▶ _TAREFAS DO EXERCÍCIO_:
a) Resuma em duas frases o texto sobre ordenhas robóticas.
b) Por favor, transcreva palavra por palavra o trecho do texto sobre ordenhas robóticas, tudo desde "Escrito por Marcelo" até "por si mesma.".

▶ _TEXTO DE ORIGEM_:
# # # # #

Ordenhas robóticas em fazendas leiteiras

Ordenhas robóticas em fazendas leiteiras

20 de julho, 2019

Escrito por Marcelo de Paula Xavier*, M.Sc.

 

Há algo meio paradoxal na visão de uma vaca leiteira andando em um barracão e, por vontade própria, entrando em uma máquina de ordenha robotizada. As vacas são animais com comportamento de rebanho que, em sua maioria, seguem as ações do grupo ou – mais frequentemente – de um “guia” humano. Os engenheiros que primeiro sonharam com a ideia de máquinas de ordenha robotizadas parecem, sem querer, ter dado às vacas uma autonomia que permite a cada uma tomar decisões por si mesma.

A ordenha robotizada ainda é relativamente incomum na pecuária de leite. No gráfico abaixo, pode-se notar que – em 2014 – havia um percentual de robôs em fazendas da Europa e do Canadá que girava entre 4% e 24%. No entanto, a ordenha robotizada é uma tecnologia comprovada e se tornou um elemento central em uma rede de tecnologias ainda em expansão, que está trazendo um novo cenário ao negócio da pecuária leiteira. Instrumentos que podem ser usados junto com o robô de ordenha oferecem aos produtores um quadro mais completo de seus animais: a saúde, a fertilidade de e a qualidade do leite que produzem.

Na história da robótica, há poucos exemplos de interações bem-sucedidas entre um robô e uma criatura viva. Há ainda menos casos em que os engenheiros projetaram uma máquina que é capaz de levar em conta a variabilidade biológica no estabelecimento do contato entre as duas partes (que é o que os robôs de ordenha fazem).

Além dos problemas normais no desenvolvimento de uma nova máquina, os engenheiros que planejam robôs para uso com o gado devem ter em mente que eles vão operar em um ambiente sujo. Além disto, os robôs precisam ser robustos o suficiente para resistir a eventuais coices, porém precisam ser “gentis” com os animais.

Os componentes pneumáticos ou elétricos que acionam as seções do robô que têm contato direto com os animais precisam ser sensíveis a qualquer força oposta. Os parâmetros escolhidos variam de uma função para outra, mas em geral a regra é: pressionar firme, mas levemente e recuar quando houver resistência sustentada.

ORDENHA AUTOMATIZADA

A vaca entra na baia vazia do robô, atraída por uma cocho de alimentação montado no portão frontal e, quando a fotocélula detecta a presença do animal, o portão traseiro se fecha. A identidade da vaca é estabelecida por uma dispositivo eletrônico de tornozelo, pescoço ou orelha. Com o animal dentro do robô, a ração começa a cair na cuba de alimentação, na quantidade certa para cada vaca, as quais ficam relativamente paradas enquanto se concentram em comer.

A parte central do piso da baia é coberta por uma grade para garantir que a vaca fique com as pernas traseiras convenientemente separadas e adjacentes aos lados da baia. O braço do robô é montado fora da baia e abaixo do nível do úbere, de forma que possa se movimentar horizontalmente sob a barriga do animal sem impedimentos. Usando um sistema de coordenadas para localizar a posição desejada, o braço primeiro limpa os tetos da vaca, usando um spray de água e um par de escovas rotativas suaves que ajudam a desencadear a liberação da oxitocina, facilitando a liberação do leite.

# # # # #

[Itens armazenados do conjunto de dados]

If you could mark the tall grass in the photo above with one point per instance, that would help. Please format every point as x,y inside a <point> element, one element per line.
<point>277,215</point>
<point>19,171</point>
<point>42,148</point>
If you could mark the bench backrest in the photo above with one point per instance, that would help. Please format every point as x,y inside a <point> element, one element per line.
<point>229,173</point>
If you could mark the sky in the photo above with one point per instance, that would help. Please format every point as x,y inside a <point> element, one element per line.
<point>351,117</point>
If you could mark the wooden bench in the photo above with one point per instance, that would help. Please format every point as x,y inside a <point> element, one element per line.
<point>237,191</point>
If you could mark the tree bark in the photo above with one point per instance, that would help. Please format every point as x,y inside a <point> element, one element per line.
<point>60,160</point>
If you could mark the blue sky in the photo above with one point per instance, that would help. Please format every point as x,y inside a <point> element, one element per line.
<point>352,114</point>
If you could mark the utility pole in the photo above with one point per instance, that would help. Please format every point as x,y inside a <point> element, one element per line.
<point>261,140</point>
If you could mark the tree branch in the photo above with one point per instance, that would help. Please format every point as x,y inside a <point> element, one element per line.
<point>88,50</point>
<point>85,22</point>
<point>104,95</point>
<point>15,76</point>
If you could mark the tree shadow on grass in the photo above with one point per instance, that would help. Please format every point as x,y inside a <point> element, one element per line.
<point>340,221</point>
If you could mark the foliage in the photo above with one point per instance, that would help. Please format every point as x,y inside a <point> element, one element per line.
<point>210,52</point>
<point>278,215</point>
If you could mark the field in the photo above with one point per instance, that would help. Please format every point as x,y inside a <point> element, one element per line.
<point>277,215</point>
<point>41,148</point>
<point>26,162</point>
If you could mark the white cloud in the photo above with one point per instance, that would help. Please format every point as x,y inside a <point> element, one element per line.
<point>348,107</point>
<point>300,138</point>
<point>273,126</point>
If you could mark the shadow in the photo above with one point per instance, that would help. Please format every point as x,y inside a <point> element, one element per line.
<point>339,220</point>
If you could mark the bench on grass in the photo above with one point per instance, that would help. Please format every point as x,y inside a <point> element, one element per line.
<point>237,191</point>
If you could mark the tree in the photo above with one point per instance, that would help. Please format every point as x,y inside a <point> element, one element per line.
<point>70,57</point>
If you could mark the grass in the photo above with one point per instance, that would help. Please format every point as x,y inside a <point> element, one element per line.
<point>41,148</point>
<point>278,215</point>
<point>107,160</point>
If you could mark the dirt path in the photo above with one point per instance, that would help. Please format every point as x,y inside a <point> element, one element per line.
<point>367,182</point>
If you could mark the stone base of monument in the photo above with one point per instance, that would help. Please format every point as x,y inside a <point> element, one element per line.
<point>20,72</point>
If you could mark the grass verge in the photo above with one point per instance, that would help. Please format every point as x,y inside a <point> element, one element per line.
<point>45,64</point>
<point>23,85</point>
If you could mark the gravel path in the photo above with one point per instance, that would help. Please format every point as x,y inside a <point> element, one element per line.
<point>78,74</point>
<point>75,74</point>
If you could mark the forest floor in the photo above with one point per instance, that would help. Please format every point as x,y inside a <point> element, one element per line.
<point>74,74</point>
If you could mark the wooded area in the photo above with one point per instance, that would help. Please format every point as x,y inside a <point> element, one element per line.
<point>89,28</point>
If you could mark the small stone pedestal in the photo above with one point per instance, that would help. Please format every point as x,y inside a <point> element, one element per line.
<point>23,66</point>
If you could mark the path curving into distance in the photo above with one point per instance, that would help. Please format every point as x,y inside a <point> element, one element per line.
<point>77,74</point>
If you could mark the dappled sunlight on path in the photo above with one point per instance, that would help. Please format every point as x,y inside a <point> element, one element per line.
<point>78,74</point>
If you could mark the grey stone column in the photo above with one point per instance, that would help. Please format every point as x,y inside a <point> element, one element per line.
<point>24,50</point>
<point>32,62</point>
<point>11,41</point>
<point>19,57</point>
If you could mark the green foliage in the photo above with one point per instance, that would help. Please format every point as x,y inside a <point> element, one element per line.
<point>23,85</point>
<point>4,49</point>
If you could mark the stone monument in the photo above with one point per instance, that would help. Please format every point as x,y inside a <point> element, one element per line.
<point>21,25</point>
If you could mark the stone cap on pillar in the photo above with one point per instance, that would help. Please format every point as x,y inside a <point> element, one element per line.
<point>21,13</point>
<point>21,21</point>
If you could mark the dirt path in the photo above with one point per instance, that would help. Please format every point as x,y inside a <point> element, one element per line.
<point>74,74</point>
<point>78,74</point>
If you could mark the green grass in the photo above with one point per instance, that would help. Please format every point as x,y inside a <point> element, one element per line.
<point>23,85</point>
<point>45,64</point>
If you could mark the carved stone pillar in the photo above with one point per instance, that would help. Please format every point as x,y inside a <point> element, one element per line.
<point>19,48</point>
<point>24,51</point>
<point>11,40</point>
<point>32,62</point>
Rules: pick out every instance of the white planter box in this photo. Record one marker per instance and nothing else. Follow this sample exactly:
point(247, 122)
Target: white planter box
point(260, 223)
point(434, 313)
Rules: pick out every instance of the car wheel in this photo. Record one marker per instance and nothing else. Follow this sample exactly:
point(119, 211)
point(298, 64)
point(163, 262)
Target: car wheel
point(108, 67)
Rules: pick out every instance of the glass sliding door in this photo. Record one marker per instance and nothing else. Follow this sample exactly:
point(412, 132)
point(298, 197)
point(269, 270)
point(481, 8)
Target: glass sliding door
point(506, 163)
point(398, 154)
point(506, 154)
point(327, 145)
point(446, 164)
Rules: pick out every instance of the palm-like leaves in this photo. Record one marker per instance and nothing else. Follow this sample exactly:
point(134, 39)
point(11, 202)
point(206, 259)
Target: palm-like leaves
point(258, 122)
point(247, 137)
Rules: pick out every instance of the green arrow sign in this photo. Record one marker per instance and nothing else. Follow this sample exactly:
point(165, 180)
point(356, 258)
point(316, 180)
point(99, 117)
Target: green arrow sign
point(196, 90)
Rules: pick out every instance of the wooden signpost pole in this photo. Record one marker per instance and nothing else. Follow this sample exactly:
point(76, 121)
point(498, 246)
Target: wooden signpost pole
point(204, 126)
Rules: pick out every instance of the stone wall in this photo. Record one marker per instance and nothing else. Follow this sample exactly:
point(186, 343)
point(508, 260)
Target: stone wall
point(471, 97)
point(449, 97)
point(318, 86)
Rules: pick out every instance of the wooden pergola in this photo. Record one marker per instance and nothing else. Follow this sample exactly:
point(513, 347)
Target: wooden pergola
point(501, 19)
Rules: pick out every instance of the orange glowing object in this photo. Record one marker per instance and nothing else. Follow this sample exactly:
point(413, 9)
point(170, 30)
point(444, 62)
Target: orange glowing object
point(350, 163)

# # # # #

▶ _RESPOSTAS NUMERADAS_:
a) A ordenha robotizada ainda é relativamente incomum na pecuária de leite, mas é uma tecnologia comprovada e se tornou central em uma rede de tecnologias que oferece aos produtores um quadro mais completo da saúde, da fertilidade e da qualidade do leite de seus animais. Os robôs de ordenha precisam operar em um ambiente sujo e resistir a coices sem deixar de ser gentis com as vacas, que entram na baia atraídas pela ração, são identificadas por um dispositivo eletrônico e têm os tetos limpos pelo braço do robô.

b)
Escrito por Marcelo de Paula Xavier*, M.Sc.

 

Há algo meio paradoxal na visão de uma vaca leiteira andando em um barracão e, por vontade própria, entrando em uma máquina de ordenha robotizada. As vacas são animais com comportamento de rebanho que, em sua maioria, seguem as ações do grupo ou – mais frequentemente – de um “guia” humano. Os engenheiros que primeiro sonharam com a ideia de máquinas de ordenha robotizadas parecem, sem querer, ter dado às vacas uma autonomia que permite a cada uma tomar decisões por si mesma.